GOAL OF THE EXERCISE = The answer must consist of each line below that contains the string "blurred".

INPUT =
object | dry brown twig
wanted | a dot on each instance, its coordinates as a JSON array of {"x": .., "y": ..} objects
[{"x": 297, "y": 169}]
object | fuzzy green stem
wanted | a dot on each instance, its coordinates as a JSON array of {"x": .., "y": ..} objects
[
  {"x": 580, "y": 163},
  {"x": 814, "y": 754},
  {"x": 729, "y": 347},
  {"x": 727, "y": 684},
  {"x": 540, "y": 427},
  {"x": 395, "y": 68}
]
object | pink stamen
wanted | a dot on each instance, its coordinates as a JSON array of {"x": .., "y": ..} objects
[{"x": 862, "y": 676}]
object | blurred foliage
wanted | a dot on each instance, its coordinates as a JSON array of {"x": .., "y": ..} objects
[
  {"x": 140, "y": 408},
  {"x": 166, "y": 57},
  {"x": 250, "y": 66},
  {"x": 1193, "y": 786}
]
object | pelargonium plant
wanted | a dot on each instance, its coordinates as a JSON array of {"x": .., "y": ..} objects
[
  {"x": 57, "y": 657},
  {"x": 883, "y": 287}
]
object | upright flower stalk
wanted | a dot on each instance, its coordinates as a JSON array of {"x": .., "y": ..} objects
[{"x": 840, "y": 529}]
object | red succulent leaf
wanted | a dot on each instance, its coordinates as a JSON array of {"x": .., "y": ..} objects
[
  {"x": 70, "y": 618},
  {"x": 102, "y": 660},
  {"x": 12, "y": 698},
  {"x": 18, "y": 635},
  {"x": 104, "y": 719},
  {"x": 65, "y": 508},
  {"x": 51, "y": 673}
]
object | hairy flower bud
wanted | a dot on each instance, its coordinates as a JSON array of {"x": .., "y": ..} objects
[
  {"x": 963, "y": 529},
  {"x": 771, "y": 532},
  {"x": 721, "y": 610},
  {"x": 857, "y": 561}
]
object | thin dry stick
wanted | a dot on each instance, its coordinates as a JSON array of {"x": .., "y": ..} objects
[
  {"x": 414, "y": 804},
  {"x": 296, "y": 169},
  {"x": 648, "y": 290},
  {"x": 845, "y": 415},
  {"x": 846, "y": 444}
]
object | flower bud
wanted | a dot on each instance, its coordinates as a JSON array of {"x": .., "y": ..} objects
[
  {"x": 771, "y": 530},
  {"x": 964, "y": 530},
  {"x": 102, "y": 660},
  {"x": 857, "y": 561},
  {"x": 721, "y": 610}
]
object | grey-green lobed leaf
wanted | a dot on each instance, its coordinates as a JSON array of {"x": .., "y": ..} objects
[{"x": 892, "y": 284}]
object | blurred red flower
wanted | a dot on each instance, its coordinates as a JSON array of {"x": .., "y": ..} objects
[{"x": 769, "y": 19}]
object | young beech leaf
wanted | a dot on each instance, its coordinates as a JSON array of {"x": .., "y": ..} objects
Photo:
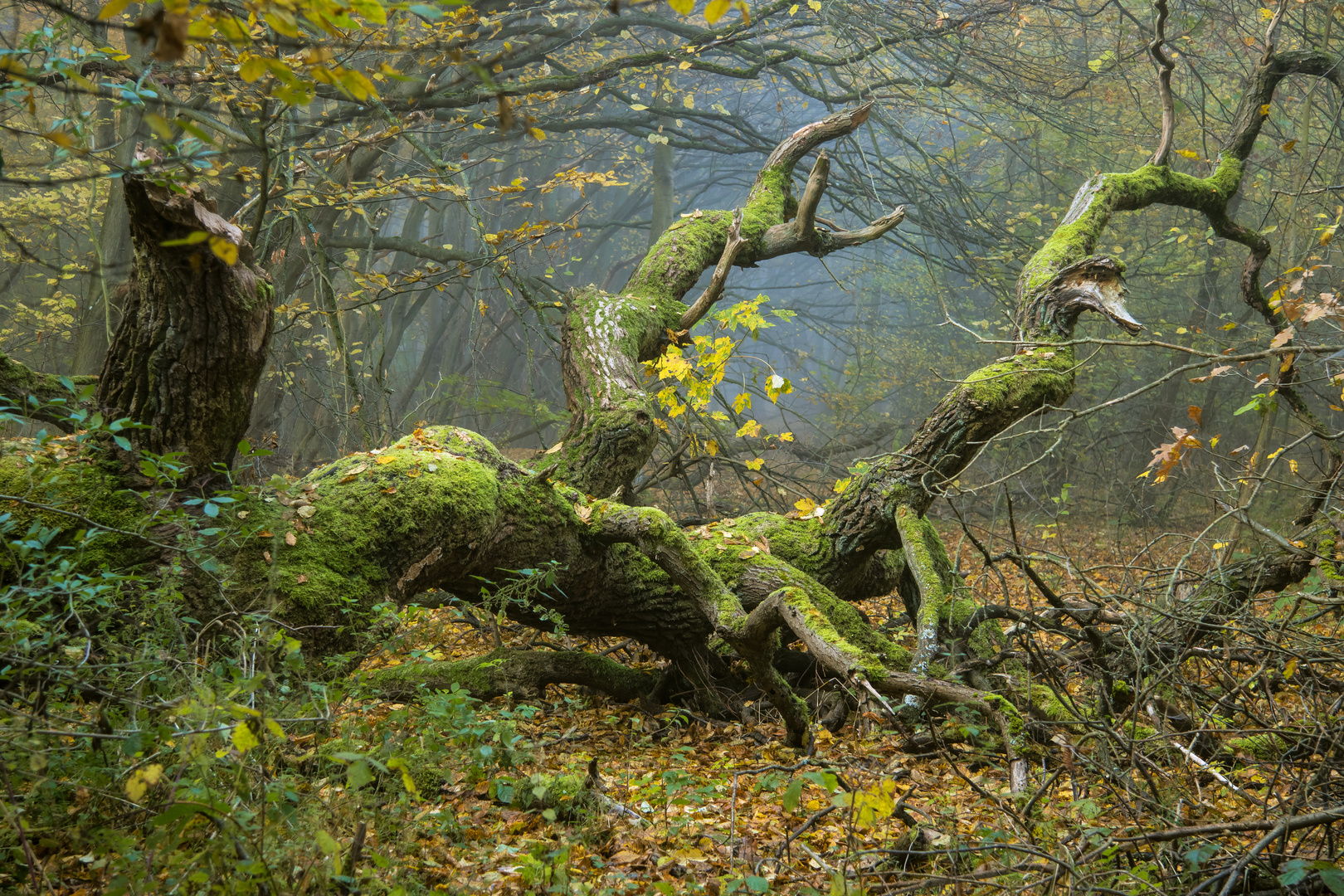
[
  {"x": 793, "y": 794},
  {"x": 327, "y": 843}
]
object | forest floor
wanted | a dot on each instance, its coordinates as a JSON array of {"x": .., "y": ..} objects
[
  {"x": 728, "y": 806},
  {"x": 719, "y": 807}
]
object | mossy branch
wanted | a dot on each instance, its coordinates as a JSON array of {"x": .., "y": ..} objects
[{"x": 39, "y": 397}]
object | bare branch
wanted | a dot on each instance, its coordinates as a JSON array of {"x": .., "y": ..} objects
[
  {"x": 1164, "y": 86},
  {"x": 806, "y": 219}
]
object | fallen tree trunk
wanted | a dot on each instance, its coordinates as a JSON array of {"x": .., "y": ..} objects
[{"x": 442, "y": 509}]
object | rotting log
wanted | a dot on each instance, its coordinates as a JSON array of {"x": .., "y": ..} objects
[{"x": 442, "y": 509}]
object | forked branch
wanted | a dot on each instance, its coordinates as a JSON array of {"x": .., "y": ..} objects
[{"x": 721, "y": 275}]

RESULT FOR THIS TASK =
object | blurred foliage
object | blurred red flower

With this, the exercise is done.